INPUT DATA:

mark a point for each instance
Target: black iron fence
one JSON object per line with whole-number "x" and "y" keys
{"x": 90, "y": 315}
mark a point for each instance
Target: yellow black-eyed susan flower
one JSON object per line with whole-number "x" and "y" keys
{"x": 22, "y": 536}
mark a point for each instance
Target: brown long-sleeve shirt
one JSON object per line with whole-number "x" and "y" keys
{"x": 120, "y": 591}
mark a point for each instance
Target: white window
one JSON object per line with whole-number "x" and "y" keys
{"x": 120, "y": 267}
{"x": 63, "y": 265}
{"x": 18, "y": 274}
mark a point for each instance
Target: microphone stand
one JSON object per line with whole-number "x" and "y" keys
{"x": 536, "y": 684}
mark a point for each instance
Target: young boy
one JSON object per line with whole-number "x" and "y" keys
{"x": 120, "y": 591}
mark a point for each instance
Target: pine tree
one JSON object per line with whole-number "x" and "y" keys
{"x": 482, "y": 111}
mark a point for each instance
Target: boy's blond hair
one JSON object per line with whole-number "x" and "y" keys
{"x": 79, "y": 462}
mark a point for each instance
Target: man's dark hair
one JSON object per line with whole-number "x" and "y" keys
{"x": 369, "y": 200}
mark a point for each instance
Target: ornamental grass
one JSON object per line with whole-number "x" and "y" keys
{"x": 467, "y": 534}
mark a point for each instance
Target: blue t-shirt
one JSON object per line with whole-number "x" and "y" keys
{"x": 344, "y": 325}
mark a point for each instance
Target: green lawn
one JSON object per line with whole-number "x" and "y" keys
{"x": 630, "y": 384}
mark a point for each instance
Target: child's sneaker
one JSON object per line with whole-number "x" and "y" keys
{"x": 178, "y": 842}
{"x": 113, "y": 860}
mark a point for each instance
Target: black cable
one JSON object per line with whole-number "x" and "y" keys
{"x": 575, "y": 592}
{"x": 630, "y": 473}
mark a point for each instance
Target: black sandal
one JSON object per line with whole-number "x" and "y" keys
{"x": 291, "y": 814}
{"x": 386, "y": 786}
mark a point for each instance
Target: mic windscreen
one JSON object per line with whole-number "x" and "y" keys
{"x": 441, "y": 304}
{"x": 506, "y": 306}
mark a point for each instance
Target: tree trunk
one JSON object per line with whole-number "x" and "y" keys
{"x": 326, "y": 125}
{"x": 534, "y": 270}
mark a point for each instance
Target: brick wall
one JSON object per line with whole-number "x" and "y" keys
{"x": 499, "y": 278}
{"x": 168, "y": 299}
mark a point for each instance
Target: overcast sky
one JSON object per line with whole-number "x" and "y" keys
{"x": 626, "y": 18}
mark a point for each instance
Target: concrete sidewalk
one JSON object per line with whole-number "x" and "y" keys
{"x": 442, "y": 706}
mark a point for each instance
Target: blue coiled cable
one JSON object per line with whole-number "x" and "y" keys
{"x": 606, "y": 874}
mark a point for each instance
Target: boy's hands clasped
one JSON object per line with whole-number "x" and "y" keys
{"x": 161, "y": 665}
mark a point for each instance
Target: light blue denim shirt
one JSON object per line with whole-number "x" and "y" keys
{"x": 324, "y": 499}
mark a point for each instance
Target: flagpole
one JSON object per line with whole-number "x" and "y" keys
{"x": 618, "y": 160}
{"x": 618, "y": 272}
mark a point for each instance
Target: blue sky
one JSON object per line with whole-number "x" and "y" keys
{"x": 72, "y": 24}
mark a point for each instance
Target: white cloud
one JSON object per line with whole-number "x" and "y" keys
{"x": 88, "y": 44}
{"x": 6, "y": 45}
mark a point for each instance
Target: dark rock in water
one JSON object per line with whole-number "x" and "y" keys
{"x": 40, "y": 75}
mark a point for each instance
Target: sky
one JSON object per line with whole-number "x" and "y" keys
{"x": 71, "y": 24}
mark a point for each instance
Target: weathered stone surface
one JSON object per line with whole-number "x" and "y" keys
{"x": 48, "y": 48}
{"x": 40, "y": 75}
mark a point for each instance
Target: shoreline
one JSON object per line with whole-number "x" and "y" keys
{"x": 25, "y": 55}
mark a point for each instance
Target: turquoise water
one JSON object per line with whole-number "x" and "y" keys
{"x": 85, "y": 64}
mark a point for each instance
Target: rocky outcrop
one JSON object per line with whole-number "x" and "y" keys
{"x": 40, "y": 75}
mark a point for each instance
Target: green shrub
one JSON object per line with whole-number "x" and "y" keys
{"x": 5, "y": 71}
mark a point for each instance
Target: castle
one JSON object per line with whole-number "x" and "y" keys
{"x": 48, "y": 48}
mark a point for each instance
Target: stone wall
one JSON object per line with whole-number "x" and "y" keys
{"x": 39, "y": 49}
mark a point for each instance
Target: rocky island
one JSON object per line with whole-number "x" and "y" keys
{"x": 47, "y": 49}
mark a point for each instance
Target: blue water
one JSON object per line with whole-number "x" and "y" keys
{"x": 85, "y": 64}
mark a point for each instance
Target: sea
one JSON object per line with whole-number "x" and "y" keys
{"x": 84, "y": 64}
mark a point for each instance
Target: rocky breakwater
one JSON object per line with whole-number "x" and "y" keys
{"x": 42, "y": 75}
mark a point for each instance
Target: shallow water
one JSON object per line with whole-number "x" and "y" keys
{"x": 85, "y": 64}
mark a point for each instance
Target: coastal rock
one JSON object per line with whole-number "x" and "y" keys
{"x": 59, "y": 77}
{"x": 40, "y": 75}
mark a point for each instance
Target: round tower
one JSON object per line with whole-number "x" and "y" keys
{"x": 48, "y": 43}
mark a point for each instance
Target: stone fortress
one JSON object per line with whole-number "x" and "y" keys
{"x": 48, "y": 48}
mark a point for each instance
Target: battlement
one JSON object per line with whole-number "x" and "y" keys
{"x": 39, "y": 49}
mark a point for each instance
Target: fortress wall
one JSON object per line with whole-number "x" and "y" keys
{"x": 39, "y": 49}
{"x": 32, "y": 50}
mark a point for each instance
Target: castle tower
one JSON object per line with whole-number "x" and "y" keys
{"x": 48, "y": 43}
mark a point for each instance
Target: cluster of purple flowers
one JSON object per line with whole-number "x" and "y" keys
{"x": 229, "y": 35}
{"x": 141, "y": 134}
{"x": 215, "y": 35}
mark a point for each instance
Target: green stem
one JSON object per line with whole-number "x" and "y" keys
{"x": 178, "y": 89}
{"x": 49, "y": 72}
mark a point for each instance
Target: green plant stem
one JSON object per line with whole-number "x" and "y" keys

WORK INSTRUCTIONS: I need each line from the listing where the word "cable" occurs.

ANSWER BOX:
Target: black cable
Target: blue coiled cable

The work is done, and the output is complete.